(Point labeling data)
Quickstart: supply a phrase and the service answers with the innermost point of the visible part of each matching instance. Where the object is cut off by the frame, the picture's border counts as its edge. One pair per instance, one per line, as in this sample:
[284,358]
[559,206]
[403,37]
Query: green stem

§ Job
Can you put every nonblank line of the data above into a Markdown table with the columns Row and Line?

§ Result
| Row | Line |
|---|---|
| 1 | Quickstart: supply a phrase and the service answers with the innermost point of the visible part of each matching instance. Where the object is cut off by the frame, the picture's border counts as its edge. One pair per instance, one per line, as in this sample: |
| 2 | [284,358] |
| 3 | [559,206] |
| 4 | [403,37] |
| 5 | Query: green stem |